-------- TEXTO PARA REVISAR --------
El japonés Keizaburo Tejima (1935), con técnica semejante a la del tradicional grabado en madera y usando perspectivas de las ilustraciones japonesas clásicas de paisajes, narra relatos sencillos sobre el ciclo de la vida de distintos animales ambientados en lugares donde la vida natural se desarrolla sin intrusiones humanas. Una de ellas es El lago de los búhos (Shimafukuro no mizuumi, 1982; Juventud, Barcelona). Tejima usa el espacio en torno a las ilustraciones para guiar la vista del lector, emplea también recursos narrativos del cómic, acompaña las imágenes con textos cortos que cuentan la historia en presente, como sugiriendo la perennidad de lo que se narra.

Un excepcional ilustrador es el norteamericano Chris Van Allsburg (1949), autor de Jumanji (1981; Fondo de Cultura Económica, México), una historia llevada después al cine. En minuciosas y sugerentes ilustraciones, a lápiz y carboncillo, Van Allsburg reproduce con precisión fotográfica los objetos, juega magistralmente con las luces y las sombras, y usa perspectivas insólitas: visiones subjetivas que involucran al lector en el juego de borrar los límites entre la realidad y la fantasía.

El inglés Anthony Browne (1946), admirador del pintor surrealista Magritte, suma detalles imposibles a unas ilustraciones figurativas en busca de efectos paradójicos que crean un eficaz aire mágico, y las carga de referencias cultas que añaden sabor a quien las reconoce. Es formidable toda la serie de Willy, un chimpancé, que ha sido editada por el Fondo de Cultura Económica.

De los álbumes que quieren llevar a los niños hacia el mundo del arte, uno de los mejores es Julieta y su caja de colores (1984), del mexicano Carlos Pellicer López (1948; Fondo de Cultura Económica, México). Con la caja de pinturas que le regalan, a lo largo de las páginas Julieta irá divirtiéndose cada vez más al saber ver en el papel lo que no tiene delante de los ojos… Con sencillez y maestría, el autor conduce al descubrimiento de colores, estilos y pintores.
--------
> **TAREAS POR REALIZAR**:
1/ Según el texto sobre ilustradores de álbumes infantiles, ¿con qué medios realiza Chris Van Allsburg sus ilustraciones?
2/ Prosigue el texto sobre ilustradores de álbumes infantiles a partir de su última oración.
-------- EXTRACTO DE DATOS --------
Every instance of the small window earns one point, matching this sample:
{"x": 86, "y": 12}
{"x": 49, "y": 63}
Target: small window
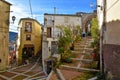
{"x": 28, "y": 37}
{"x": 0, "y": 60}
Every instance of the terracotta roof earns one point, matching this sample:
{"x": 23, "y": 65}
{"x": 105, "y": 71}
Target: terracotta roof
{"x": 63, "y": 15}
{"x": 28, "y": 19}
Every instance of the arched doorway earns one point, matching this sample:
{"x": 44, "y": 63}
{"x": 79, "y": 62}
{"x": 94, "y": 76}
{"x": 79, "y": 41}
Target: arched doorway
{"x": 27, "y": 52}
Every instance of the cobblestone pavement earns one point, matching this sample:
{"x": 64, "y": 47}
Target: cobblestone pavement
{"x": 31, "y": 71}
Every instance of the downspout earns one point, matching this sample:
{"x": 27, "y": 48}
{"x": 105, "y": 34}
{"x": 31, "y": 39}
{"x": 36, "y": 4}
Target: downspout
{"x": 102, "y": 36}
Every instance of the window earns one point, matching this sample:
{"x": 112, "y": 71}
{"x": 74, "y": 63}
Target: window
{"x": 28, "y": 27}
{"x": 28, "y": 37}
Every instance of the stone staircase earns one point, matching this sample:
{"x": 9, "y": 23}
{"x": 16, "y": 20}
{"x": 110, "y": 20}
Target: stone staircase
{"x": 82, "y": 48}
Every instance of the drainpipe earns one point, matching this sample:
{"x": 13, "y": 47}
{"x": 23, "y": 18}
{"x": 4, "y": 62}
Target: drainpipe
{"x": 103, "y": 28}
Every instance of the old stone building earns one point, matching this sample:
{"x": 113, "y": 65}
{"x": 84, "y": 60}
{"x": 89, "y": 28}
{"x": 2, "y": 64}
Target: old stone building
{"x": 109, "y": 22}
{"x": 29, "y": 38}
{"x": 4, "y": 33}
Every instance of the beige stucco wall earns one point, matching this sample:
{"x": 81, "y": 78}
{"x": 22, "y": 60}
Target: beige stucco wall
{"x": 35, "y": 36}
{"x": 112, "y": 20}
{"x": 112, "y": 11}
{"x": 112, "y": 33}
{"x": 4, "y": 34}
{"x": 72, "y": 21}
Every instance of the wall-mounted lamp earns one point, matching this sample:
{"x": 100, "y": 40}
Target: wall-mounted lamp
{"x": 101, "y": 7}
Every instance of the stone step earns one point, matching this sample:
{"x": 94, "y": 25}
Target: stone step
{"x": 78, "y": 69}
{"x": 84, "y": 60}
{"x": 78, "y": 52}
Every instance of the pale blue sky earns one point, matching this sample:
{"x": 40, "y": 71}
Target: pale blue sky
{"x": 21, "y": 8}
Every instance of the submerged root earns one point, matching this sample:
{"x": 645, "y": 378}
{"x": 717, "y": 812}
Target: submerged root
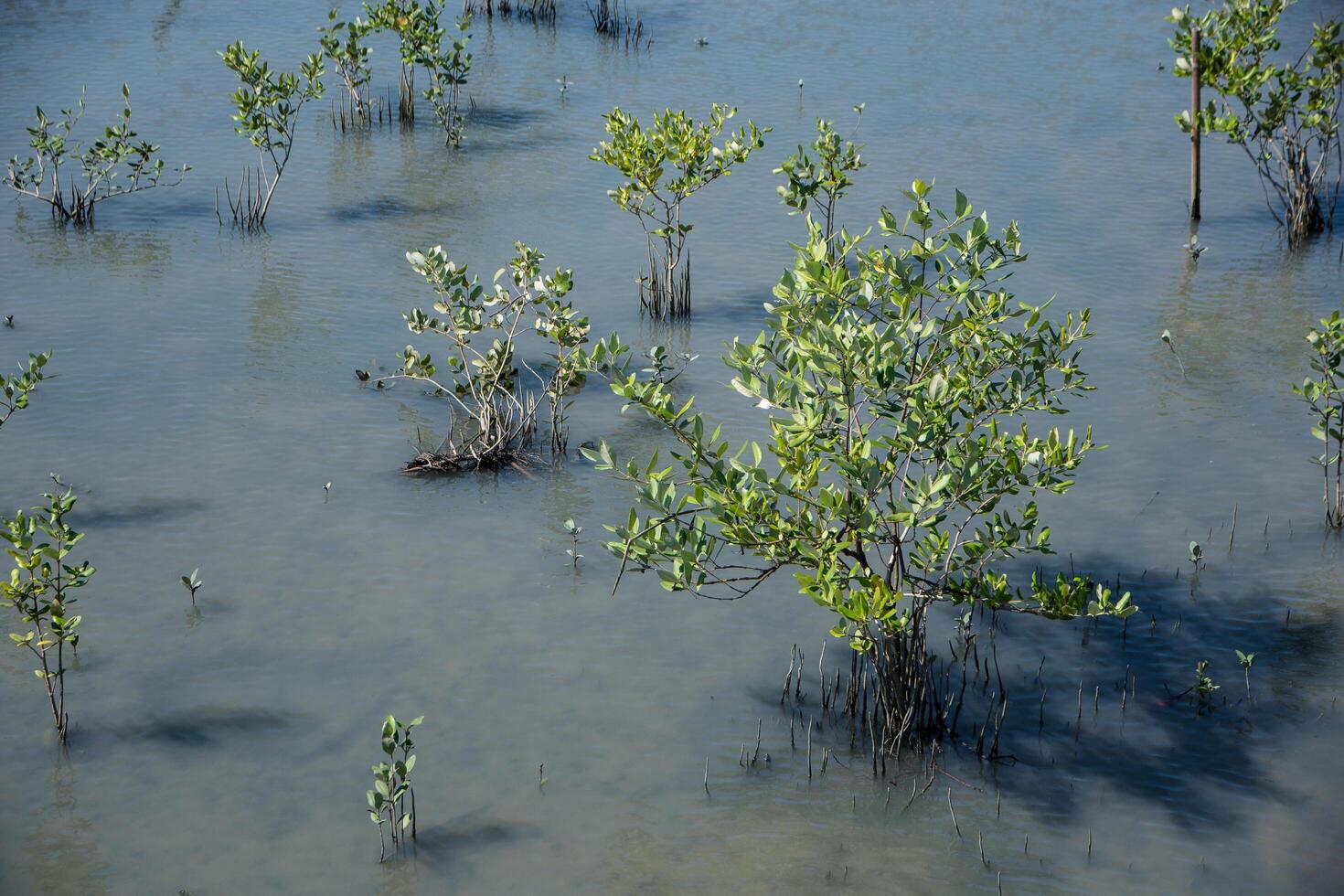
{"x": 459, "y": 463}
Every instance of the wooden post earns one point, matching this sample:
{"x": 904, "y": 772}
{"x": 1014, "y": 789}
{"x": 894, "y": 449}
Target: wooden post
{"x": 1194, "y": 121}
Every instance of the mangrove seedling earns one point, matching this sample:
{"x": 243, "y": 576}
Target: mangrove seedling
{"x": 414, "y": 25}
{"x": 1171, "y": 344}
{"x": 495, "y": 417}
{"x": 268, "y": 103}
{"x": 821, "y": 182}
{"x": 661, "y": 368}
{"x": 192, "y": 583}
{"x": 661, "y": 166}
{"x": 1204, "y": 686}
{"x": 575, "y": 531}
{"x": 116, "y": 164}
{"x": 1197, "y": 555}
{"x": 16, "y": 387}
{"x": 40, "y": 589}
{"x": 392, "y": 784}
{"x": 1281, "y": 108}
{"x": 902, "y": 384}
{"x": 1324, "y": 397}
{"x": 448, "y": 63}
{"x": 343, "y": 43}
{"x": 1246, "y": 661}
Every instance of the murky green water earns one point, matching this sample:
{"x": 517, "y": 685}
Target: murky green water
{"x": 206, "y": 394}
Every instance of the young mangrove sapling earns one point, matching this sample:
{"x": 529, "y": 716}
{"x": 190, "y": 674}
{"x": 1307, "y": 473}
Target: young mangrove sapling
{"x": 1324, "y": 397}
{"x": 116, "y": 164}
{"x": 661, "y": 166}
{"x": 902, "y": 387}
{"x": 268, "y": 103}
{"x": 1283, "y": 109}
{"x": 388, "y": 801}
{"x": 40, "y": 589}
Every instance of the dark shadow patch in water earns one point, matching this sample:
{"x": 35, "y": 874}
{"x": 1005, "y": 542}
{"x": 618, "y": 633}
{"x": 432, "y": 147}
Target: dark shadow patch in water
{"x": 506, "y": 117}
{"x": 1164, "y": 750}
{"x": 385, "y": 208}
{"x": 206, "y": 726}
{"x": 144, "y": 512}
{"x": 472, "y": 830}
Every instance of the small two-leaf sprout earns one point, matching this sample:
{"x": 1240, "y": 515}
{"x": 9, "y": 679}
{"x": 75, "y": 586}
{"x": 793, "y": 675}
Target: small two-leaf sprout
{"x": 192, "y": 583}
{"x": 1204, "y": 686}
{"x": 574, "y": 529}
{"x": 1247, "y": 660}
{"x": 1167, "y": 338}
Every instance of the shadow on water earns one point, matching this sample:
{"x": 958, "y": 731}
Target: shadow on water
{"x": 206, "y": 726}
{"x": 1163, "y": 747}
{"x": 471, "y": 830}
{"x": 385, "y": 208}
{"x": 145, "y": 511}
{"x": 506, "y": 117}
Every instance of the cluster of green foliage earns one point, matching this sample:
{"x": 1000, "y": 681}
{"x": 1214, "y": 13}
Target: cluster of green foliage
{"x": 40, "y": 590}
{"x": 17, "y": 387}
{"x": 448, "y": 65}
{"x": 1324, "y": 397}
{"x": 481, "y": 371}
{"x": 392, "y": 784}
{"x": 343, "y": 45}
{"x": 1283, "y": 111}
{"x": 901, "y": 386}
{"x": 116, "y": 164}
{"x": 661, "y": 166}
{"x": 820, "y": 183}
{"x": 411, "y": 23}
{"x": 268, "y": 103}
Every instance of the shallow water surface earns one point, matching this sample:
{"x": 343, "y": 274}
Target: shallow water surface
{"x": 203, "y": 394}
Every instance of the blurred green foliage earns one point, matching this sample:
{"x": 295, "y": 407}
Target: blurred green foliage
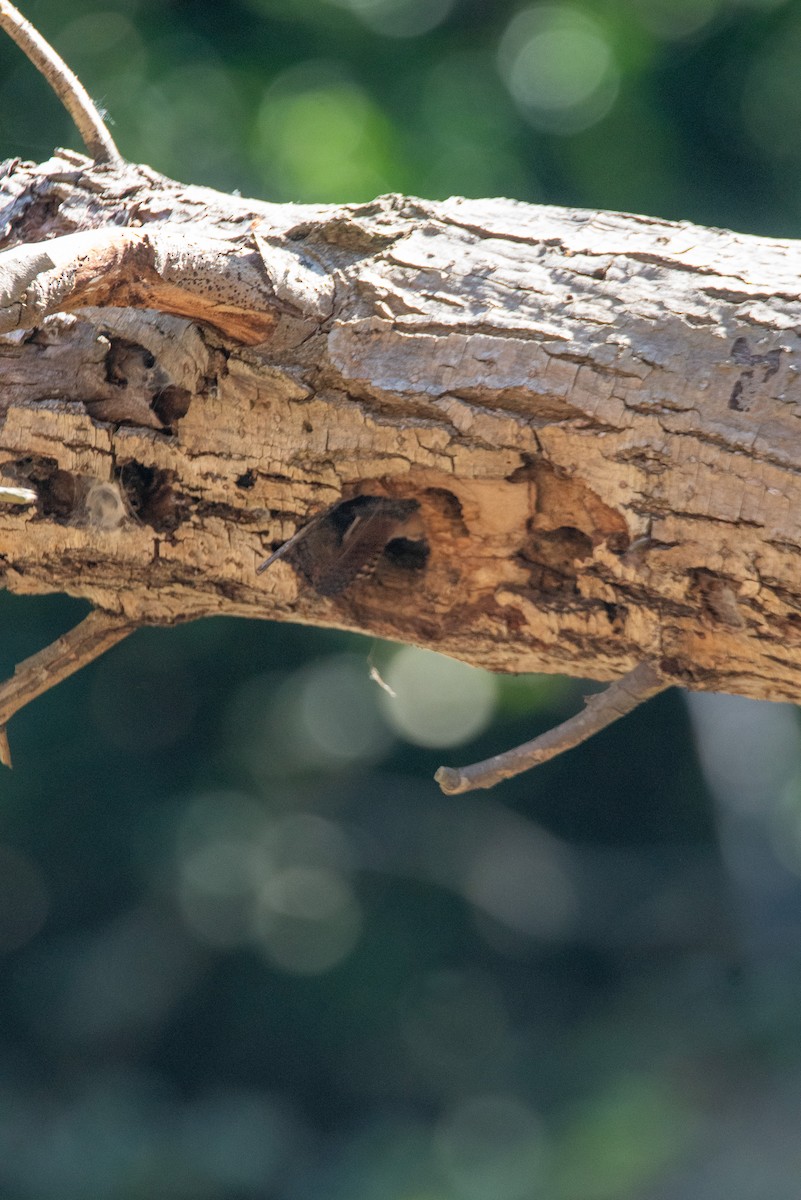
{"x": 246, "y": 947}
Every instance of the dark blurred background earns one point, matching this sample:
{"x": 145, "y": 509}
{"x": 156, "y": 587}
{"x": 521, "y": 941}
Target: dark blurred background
--------
> **RESPUESTAS DEL EJERCICIO**:
1/ A lápiz y carboncillo.

2/
El italiano Roberto Innocenti, responsable de versiones espectaculares de Pinocho (Altea, 1988), Cuento de Navidad, de Dickens (Lumen, 1990), El Cascanueces, de Hoffman (Lumen, 1996), tiene un álbum diferente a los habituales titulado Rosa Blanca (1985; Lóguez, Salamanca), sobre una niña en un pueblo de la Alemania nazi. Unas impactantes ilustraciones como cuadros, detallistas, con perspectivas distorsionadas, cuentan una historia triste, pero con un mensaje a favor de la piedad y el valor que pasan por encima del miedo.

El cartero simpático o unas cartas especiales (The Jolly Postman, 1986; Destino, Barcelona), del matrimonio inglés Janet y Allan Ahlberg, habla de un cartero que va dejando cartas en distintas casas: para los Tres Osos, para la Bruja de la casita de turrón, para el Gigante de la Casa Altísima, para Su Alteza Real Cenicienta en El Palacio, para el Lobo en la Cabaña de la Abuela, para Rizosdeoro… Con unas ilustraciones graciosas en colores suaves, acompañadas por textos rimados, cada página es independiente y tiene un formato distinto y un interés propio. Con igual estilo y nuevas sorpresas en el interior, El cartero simpático en Navidad (1992) y El cartero simpático de bolsillo (1995) remiten a más personajes como Caperucita, Alicia, el Mago de Oz, etc.

Elmer (1989; Altea, Madrid) y Otra broma de Elmer (Elmer Again, 1991; Fondo de Cultura Económica, México), son dos álbumes protagonizados por un elefante de colores cuya popularidad ha superado la de Babar y Dumbo. Inspirándose en el pintor suizo Paul Klee, el inglés David McKee realiza unas ilustraciones vistosas y coloristas para montar unos relatos aparentemente muy sencillos que rezuman frescura.

Las plumas del dragón (Die Drachenfedern, 1993; Anaya, Madrid), del matrimonio ruso Andrei Duguin y Olga Dúguina, con texto de Arnica Esterl basado en un cuento tradicional, es para lectores hipercultos: sus ilustraciones pictóricas a doble página, riquísimas en símbolos y detalles, son un homenaje a los artistas del Renacimiento.

El canto de las ballenas (The Whales’ Song, 1993; Kókinos, Madrid), del inglés Gary Blythe sobre un texto de la norteamericana Dyan Sheldon, es una historia ecologista que subraya el valor de los sueños y la fantasía para la vida de los niños, con unas ilustraciones que son óleos hiperrealistas, poéticos y oníricos, de gran cromatismo y mucha fuerza visual.